▶ _THE PROBLEM_
Go through the data line by line. Copy each one holding the string "brown".

(Stored entries)
================================

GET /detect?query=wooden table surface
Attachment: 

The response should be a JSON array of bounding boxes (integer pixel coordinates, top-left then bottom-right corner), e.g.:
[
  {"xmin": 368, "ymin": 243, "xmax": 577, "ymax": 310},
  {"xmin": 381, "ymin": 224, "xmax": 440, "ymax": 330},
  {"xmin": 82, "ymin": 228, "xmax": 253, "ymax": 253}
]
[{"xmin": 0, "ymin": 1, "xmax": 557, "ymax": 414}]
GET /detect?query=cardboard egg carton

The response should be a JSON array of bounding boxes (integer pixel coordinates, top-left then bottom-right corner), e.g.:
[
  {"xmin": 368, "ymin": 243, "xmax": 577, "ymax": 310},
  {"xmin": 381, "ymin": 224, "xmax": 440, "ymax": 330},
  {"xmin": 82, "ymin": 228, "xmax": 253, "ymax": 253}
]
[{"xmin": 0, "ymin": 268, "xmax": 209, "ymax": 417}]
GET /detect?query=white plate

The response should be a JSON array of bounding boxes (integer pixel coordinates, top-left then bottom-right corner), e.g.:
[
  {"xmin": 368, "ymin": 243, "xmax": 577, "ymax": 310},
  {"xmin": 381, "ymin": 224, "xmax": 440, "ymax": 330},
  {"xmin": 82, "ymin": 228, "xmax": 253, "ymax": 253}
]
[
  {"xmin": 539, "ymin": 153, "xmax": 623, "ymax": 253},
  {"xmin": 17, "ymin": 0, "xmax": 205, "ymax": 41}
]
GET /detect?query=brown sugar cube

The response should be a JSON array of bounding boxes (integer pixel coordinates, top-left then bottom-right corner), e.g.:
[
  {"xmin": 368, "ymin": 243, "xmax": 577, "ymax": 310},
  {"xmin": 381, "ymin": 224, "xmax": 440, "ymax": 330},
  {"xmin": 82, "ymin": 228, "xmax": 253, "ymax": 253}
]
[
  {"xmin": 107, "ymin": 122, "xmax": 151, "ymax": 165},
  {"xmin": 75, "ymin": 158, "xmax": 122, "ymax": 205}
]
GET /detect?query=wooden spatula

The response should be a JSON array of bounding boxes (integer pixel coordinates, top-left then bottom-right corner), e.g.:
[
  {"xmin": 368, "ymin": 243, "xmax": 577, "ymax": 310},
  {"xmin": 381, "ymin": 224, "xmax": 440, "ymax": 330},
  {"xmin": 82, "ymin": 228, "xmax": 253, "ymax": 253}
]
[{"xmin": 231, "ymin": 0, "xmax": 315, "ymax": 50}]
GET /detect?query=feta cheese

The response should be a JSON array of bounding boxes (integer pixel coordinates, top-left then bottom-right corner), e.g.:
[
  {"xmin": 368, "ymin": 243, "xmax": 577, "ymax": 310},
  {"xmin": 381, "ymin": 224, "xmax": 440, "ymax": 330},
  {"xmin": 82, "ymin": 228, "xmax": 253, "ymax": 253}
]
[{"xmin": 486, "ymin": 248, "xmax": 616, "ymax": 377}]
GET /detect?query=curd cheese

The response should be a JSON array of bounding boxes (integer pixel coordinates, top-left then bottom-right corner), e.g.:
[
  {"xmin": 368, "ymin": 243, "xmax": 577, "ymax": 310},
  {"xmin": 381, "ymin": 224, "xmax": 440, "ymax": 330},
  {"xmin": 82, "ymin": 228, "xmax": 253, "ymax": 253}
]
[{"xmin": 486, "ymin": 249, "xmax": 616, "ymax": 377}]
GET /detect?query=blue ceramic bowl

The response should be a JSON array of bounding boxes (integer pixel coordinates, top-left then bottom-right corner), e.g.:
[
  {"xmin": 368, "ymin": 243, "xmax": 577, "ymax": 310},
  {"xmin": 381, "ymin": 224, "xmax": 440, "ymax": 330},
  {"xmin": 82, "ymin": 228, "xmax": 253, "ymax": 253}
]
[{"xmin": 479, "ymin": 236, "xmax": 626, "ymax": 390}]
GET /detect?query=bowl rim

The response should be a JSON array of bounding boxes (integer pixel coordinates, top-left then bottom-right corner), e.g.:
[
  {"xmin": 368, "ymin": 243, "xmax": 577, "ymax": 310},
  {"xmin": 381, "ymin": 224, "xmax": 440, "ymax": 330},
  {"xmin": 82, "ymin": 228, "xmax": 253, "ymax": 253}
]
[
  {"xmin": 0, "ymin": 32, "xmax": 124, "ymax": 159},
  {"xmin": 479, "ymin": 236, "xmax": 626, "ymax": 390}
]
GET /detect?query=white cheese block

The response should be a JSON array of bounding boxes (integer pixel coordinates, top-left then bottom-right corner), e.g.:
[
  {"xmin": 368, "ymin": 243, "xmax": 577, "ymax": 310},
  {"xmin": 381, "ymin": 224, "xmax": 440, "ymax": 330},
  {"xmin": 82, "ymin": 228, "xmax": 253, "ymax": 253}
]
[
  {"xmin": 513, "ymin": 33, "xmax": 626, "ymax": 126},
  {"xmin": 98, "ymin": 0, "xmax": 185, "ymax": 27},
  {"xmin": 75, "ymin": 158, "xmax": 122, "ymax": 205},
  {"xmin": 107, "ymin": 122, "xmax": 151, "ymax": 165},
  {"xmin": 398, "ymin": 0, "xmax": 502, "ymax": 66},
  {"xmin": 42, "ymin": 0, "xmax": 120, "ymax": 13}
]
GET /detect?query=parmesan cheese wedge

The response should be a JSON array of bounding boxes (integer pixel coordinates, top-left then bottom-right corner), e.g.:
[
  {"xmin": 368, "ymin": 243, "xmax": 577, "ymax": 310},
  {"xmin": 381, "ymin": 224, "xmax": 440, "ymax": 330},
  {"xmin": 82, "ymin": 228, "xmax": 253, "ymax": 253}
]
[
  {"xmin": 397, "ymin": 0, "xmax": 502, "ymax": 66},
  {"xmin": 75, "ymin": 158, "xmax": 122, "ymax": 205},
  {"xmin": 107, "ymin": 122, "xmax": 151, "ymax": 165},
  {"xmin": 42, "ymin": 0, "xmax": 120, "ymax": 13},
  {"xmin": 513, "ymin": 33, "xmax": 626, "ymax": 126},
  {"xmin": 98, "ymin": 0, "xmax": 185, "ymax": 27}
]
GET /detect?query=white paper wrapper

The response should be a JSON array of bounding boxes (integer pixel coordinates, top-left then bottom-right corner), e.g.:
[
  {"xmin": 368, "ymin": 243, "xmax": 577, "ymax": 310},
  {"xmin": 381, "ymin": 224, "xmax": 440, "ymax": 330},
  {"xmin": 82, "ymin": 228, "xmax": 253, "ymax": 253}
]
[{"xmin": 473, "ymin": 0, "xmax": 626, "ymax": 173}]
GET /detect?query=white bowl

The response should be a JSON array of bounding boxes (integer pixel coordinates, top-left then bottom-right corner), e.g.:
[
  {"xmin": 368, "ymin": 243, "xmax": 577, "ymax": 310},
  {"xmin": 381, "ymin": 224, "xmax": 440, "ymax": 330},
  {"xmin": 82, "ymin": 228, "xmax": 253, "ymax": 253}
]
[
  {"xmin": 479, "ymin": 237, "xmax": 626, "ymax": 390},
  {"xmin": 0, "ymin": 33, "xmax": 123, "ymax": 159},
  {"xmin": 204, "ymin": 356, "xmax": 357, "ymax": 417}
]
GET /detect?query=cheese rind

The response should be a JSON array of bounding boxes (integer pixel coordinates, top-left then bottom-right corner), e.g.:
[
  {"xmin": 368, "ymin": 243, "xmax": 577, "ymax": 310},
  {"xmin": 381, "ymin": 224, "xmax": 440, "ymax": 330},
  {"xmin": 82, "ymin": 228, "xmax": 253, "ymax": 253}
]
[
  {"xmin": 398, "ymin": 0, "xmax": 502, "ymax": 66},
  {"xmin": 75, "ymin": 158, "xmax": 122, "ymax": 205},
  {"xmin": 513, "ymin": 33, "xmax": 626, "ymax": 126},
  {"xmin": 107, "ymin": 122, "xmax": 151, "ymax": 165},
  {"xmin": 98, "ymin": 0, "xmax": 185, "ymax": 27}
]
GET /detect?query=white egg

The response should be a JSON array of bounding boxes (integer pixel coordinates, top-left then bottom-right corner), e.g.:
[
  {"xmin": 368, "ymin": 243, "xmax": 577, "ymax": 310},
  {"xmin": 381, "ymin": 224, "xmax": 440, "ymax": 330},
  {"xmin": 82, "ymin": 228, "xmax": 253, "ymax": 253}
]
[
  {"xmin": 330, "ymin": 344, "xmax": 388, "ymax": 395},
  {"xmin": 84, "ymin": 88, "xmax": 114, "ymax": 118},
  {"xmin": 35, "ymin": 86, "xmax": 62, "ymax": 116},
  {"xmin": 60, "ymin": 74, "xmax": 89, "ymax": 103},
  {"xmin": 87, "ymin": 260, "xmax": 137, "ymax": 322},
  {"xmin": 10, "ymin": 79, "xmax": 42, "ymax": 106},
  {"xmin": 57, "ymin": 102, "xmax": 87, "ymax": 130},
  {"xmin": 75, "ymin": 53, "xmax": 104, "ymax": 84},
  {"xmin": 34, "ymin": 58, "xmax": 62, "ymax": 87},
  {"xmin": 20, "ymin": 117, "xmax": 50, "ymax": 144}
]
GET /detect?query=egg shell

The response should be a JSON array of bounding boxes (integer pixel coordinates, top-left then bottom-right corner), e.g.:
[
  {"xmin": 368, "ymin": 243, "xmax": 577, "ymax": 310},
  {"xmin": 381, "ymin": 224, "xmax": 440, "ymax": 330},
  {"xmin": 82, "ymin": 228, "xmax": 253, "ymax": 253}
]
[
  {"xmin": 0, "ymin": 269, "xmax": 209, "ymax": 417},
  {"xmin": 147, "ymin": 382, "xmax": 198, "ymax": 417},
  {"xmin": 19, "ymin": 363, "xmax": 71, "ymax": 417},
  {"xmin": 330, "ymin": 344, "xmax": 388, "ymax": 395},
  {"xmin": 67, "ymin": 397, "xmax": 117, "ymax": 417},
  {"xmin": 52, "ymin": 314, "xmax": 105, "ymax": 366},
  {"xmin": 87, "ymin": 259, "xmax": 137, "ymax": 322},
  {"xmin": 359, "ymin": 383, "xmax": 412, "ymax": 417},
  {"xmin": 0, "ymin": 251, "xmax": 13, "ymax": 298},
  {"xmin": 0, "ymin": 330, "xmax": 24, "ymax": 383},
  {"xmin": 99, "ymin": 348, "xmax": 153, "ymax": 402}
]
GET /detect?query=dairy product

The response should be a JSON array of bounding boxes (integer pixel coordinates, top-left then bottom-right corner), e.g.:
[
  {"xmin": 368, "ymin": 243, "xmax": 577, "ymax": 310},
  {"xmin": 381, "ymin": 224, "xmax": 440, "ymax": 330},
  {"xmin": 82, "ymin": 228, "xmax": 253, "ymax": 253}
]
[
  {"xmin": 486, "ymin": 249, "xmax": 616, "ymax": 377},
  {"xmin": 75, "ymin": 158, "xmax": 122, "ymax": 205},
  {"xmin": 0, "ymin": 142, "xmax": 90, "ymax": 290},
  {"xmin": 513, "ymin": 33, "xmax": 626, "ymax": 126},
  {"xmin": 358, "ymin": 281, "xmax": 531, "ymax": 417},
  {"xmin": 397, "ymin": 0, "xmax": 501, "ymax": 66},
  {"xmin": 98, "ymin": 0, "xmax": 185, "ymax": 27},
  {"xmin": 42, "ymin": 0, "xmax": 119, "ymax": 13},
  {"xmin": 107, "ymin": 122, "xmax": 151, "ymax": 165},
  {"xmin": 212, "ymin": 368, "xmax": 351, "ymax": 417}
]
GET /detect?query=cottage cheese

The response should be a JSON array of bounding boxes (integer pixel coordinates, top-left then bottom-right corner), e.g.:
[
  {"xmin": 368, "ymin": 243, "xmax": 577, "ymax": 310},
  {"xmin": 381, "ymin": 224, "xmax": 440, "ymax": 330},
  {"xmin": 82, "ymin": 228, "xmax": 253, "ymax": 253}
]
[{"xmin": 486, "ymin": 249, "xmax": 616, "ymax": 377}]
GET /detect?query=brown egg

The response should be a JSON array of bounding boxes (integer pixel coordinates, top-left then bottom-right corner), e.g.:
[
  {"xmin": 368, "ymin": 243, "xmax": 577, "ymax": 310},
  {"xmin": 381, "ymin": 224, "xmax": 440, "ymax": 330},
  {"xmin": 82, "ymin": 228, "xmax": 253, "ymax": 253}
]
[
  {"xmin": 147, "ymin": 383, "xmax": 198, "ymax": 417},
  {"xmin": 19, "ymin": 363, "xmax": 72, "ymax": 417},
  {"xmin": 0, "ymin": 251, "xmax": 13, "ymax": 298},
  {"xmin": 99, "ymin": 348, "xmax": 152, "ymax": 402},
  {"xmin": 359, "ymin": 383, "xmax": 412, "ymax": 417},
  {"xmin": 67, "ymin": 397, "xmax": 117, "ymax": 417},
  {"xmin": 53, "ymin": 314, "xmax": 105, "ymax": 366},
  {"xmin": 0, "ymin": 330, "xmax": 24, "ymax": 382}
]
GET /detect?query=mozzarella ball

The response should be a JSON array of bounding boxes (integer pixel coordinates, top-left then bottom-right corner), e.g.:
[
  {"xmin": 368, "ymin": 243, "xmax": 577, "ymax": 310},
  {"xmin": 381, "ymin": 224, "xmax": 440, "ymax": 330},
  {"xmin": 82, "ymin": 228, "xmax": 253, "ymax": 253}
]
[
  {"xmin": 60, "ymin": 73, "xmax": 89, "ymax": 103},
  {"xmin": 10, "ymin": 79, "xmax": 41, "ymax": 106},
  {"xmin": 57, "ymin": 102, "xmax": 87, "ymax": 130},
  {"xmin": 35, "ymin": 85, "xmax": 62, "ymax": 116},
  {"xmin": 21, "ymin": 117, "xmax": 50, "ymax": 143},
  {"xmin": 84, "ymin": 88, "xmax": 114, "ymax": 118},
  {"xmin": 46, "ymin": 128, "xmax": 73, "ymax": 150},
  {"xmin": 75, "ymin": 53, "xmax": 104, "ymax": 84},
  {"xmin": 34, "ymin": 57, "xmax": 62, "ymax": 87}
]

================================

▶ _TASK RESPONSE_
GET /detect?query=brown sugar cube
GET /detect?query=brown egg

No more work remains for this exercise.